### [SET EXERCISE 1]
Pick out every line of the records that contains the string "dirt", and copy each one. Case counts, so match only that exact capitalization.

### [GIVEN TEXT]
________________________________________
Heather Harmon, Executive Director of the Las Vegas Museum of Art, is our guest this week on Nevada Week In Person.
♪♪ -Support for Nevada Week In Person is provided by Senator William H. Hernstadt and other supporters.
-Welcome to Nevada Week In Person.
I'm Amber Renee Dixon.
A fourth-generation Nevadan, she grew up in Las Vegas without access to an art museum.
That left a lasting impression.
And after years spent studying art outside the Silver State, she's now on a mission to make sure the children growing up in Southern Nevada today and for generations to come have something she didn't.
Heather Harmon, Executive Director of the Las Vegas Museum of Art, welcome to Nevada Week In Person.
-Thank you, Amber.
-And we should clarify, this museum is not yet in existence.
You're going to break ground on it in 2027.
(Heather Harmon) Yes.
And we will open in 2029.
-And how big of a deal do you think that will be for Southern Nevada?
-I think it will be an extraordinary accomplishment for Southern Nevada, among the many accomplishments that we have achieved as a city and as a state, by and large.
-And so you have talked about not having access to a stand-alone art museum as you grew up in Las Vegas.
When did you become aware of that?
-I really became aware of that when I was studying at UNLV.
And like a good Harmon-- I was studying Political Science, and everyone in my family on both my mother and my father's side were all public servants.
And we had a very, very strong sense in our households that you didn't just live in a community, but you participated in it.
And that was part of your responsibility as a good citizen, to look at the place that you lived and find your way to supporting a community.
I was studying Political Science, and I took an elective at night.
I had several jobs at this point in time.
And it was called Art Since 1945, and it was taught by Professor Dave Hickey.
And I remember sitting in the front row of class, and he started talking about art.
And he just lit up.
And I didn't know what he was.
So I stayed after a class, and I asked him what he did, and he said, Oh, well, I'm an art critic.
And I didn't even know what that meant at the time.
And I signed up for every class that he taught and became his teaching assistant, and I really just devoured the stories that he would tell about art and museums and working with artists.
________________________________________
### [ENTRIES SHOWN]
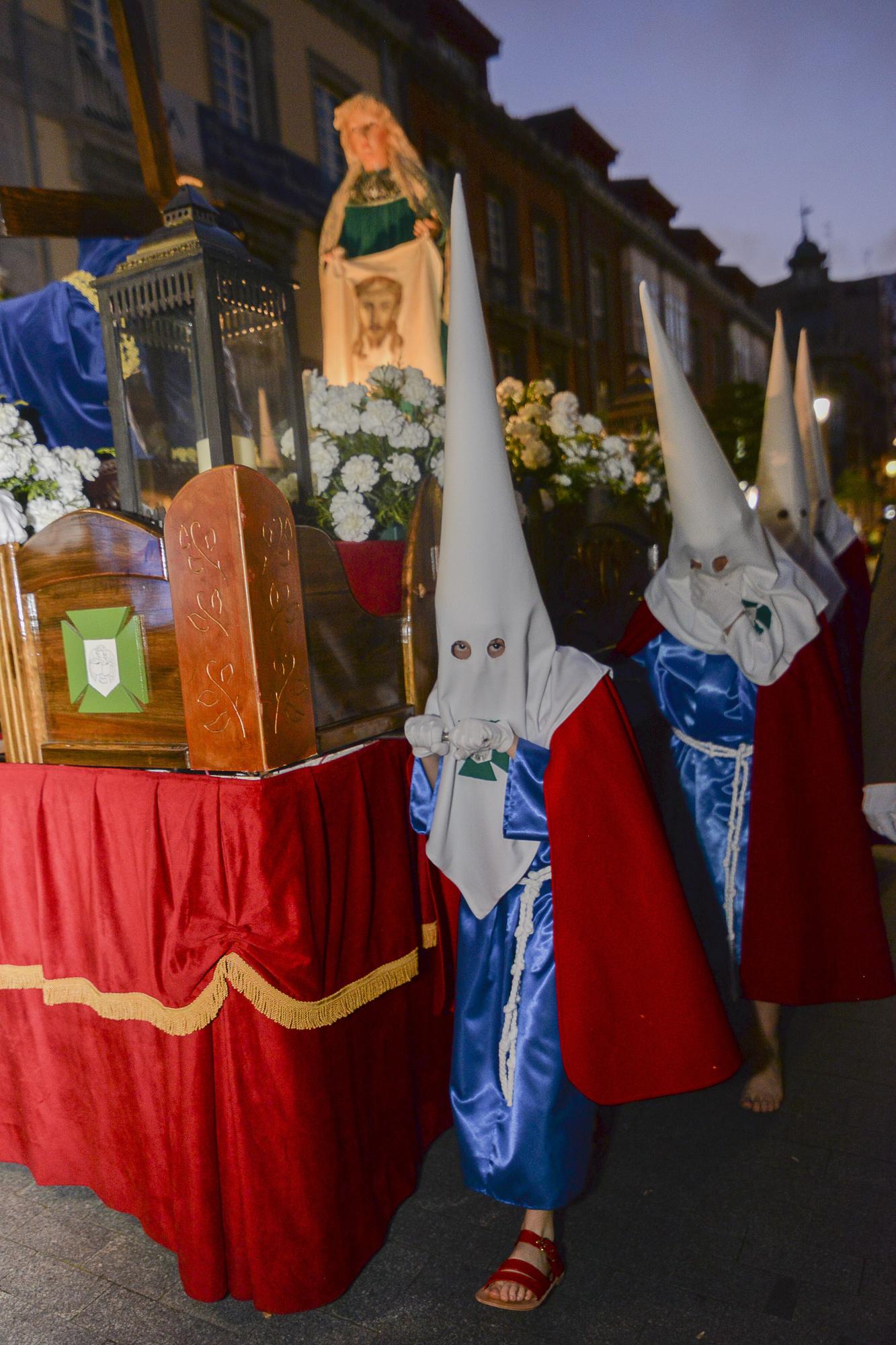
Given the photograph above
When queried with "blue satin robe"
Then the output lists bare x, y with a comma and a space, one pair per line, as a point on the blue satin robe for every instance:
________________________________________
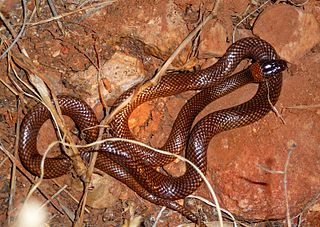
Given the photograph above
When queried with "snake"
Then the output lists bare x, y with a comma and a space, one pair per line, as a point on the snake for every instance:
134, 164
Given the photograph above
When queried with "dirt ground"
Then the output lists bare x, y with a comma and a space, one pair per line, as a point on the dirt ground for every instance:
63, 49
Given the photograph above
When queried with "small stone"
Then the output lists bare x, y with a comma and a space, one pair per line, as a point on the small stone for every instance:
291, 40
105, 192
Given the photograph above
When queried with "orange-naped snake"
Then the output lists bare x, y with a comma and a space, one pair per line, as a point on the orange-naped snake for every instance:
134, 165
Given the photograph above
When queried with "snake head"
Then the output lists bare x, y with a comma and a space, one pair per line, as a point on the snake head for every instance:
________________________________________
### [SET EXERCISE 2]
Reproduce the entire interview transcript above, word for word.

### [EXPECTED ANSWER 1]
When queried with "dirt ground"
Then the output lists bare x, y with a comma and a space, one pair per line, as a point on the dirt ground for every instance:

### [EXPECTED ANSWER 2]
Heather Harmon, Executive Director of the Las Vegas Museum of Art, is our guest this week on Nevada Week In Person.
♪♪ -Support for Nevada Week In Person is provided by Senator William H. Hernstadt and other supporters.
-Welcome to Nevada Week In Person.
I'm Amber Renee Dixon.
A fourth-generation Nevadan, she grew up in Las Vegas without access to an art museum.
That left a lasting impression.
And after years spent studying art outside the Silver State, she's now on a mission to make sure the children growing up in Southern Nevada today and for generations to come have something she didn't.
Heather Harmon, Executive Director of the Las Vegas Museum of Art, welcome to Nevada Week In Person.
-Thank you, Amber.
-And we should clarify, this museum is not yet in existence.
You're going to break ground on it in 2027.
(Heather Harmon) Yes.
And we will open in 2029.
-And how big of a deal do you think that will be for Southern Nevada?
-I think it will be an extraordinary accomplishment for Southern Nevada, among the many accomplishments that we have achieved as a city and as a state, by and large.
-And so you have talked about not having access to a stand-alone art museum as you grew up in Las Vegas.
When did you become aware of that?
-I really became aware of that when I was studying at UNLV.
And like a good Harmon-- I was studying Political Science, and everyone in my family on both my mother and my father's side were all public servants.
And we had a very, very strong sense in our households that you didn't just live in a community, but you participated in it.
And that was part of your responsibility as a good citizen, to look at the place that you lived and find your way to supporting a community.
I was studying Political Science, and I took an elective at night.
I had several jobs at this point in time.
And it was called Art Since 1945, and it was taught by Professor Dave Hickey.
And I remember sitting in the front row of class, and he started talking about art.
And he just lit up.
And I didn't know what he was.
So I stayed after a class, and I asked him what he did, and he said, Oh, well, I'm an art critic.
And I didn't even know what that meant at the time.
And I signed up for every class that he taught and became his teaching assistant, and I really just devoured the stories that he would tell about art and museums and working with artists.